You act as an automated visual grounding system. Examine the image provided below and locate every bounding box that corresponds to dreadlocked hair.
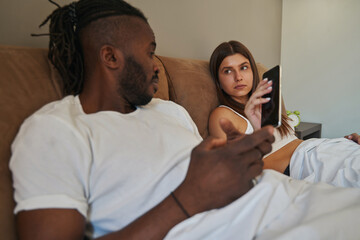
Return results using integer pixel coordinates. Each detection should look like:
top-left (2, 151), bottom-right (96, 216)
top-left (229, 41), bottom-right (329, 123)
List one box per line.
top-left (38, 0), bottom-right (147, 96)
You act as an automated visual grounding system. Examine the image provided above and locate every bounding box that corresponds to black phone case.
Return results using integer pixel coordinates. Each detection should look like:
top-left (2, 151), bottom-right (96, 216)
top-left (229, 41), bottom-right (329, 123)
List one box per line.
top-left (261, 65), bottom-right (281, 128)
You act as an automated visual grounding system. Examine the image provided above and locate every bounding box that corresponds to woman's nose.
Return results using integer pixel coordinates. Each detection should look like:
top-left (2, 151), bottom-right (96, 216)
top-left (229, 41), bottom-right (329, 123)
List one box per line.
top-left (235, 71), bottom-right (243, 82)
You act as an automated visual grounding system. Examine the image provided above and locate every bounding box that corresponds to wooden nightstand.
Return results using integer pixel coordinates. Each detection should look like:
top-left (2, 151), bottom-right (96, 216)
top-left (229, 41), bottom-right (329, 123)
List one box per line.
top-left (295, 122), bottom-right (322, 140)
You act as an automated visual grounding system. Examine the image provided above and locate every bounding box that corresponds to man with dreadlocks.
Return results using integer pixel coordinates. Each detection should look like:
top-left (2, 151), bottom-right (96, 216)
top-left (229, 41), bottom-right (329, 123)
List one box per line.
top-left (10, 0), bottom-right (360, 239)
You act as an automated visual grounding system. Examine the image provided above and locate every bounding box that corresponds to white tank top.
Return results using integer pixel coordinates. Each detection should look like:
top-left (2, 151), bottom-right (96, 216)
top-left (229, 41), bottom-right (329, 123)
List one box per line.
top-left (264, 127), bottom-right (298, 157)
top-left (218, 105), bottom-right (297, 156)
top-left (218, 105), bottom-right (254, 134)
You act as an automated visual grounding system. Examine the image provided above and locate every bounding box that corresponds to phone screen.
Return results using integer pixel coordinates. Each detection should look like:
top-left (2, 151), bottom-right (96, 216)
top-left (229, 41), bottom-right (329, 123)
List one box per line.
top-left (261, 65), bottom-right (281, 128)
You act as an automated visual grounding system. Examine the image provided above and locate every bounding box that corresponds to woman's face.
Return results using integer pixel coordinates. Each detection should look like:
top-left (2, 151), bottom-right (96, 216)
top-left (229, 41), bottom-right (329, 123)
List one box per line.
top-left (218, 53), bottom-right (253, 104)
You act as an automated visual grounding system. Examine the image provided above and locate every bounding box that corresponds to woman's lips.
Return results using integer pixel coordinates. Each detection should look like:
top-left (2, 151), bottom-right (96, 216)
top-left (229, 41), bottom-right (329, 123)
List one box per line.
top-left (234, 84), bottom-right (246, 89)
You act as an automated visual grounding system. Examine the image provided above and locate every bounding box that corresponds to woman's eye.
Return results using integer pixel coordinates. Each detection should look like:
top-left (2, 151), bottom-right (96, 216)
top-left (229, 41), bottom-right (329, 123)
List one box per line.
top-left (241, 66), bottom-right (249, 70)
top-left (224, 69), bottom-right (232, 74)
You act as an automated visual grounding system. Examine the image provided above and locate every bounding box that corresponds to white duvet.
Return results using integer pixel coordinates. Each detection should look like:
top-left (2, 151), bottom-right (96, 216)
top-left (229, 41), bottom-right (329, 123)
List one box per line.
top-left (165, 170), bottom-right (360, 240)
top-left (290, 137), bottom-right (360, 188)
top-left (165, 138), bottom-right (360, 240)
━━━━━━
• [WHAT TO DO] Make an exact copy of the listing. Leave its pictures out.

• [EXERCISE RESPONSE]
You act as an automated visual grounding system. Examine the image provided below and locate every bounding box that corresponds to dreadlocked hair.
Return results using integer pixel coordinates. Each detection should look like:
top-left (2, 151), bottom-right (96, 216)
top-left (229, 41), bottom-right (329, 123)
List one box per line.
top-left (38, 0), bottom-right (147, 96)
You act as an automated visual grounding system. Examine the image provided above and locate every bounding box that corresponds to black phone case.
Return results using integer pixel coordinates. Each detection should look like:
top-left (2, 151), bottom-right (96, 216)
top-left (229, 41), bottom-right (329, 123)
List one box per line.
top-left (261, 65), bottom-right (281, 128)
You act as an automated visual grounding system. Examine the image provided above and locate every bounding box that corresponds to woman's nose.
Return results using integer pixel coordinates. Each detection should look like:
top-left (2, 151), bottom-right (96, 216)
top-left (229, 41), bottom-right (329, 123)
List one box per line.
top-left (235, 71), bottom-right (243, 82)
You act as an automated visual grounding system. Examine the image provided above and locate every bounding box that corresponds to wooden nightstand.
Return results using integer pixel coordinates. Each detection should look like:
top-left (2, 151), bottom-right (96, 216)
top-left (229, 41), bottom-right (329, 123)
List one box per line.
top-left (295, 122), bottom-right (322, 140)
You act as an automated visual grounding system. Examine the image provided above and locate every bounding box that corresponds to man with dreadlocks.
Return results using integer pixel coordinates. Each detection should look like:
top-left (2, 151), bottom-right (96, 216)
top-left (229, 41), bottom-right (329, 123)
List one box per line.
top-left (10, 0), bottom-right (360, 239)
You act as an automated visual grounding system. Examine the image provided above and locate every bounding box that corresponds to white tank top.
Return results using integer pixel coordinates. Each detection should look like:
top-left (2, 151), bottom-right (96, 216)
top-left (229, 41), bottom-right (329, 123)
List one box per line.
top-left (264, 127), bottom-right (298, 157)
top-left (218, 105), bottom-right (297, 156)
top-left (218, 105), bottom-right (254, 134)
You act as an automated visual grounding system. Examine the image provided above and locate every bounding box that corresponds to phone screen.
Return results using integer pixel coordinates. Each detection should look like:
top-left (2, 151), bottom-right (96, 216)
top-left (229, 41), bottom-right (329, 123)
List one box per line.
top-left (261, 65), bottom-right (281, 128)
You act as an automated visual grounding system. Examine the image provided above and locate every bounding box that corresponds to woman's face.
Return results using integer pixel coordinates. Each detection should look like:
top-left (2, 151), bottom-right (96, 216)
top-left (229, 41), bottom-right (329, 123)
List one box per line.
top-left (218, 53), bottom-right (253, 104)
You act as an automated visual grounding system. Examine the image provided above and locate every bounding box that corresponds to woman's lips.
Return results using integer pixel coordinates. Each detection should look like:
top-left (2, 151), bottom-right (96, 216)
top-left (229, 41), bottom-right (329, 123)
List one box per line.
top-left (234, 84), bottom-right (246, 89)
You act as an automated visual grounding system. Examine the image provided above and locate every bounding box that corresponds to woman's eye.
Return results using integer pixel coordinates. Each detection should look like:
top-left (2, 151), bottom-right (96, 216)
top-left (229, 41), bottom-right (329, 123)
List one box per line.
top-left (241, 66), bottom-right (249, 70)
top-left (224, 69), bottom-right (232, 74)
You act as an automated visual grounding system. Examine the image provided above and locate every bounding box that corresponds to white duvet.
Return results using integer pixel coordinates. Each detection should look like:
top-left (2, 151), bottom-right (96, 216)
top-left (229, 41), bottom-right (329, 123)
List one box per line.
top-left (165, 170), bottom-right (360, 240)
top-left (290, 137), bottom-right (360, 188)
top-left (165, 138), bottom-right (360, 240)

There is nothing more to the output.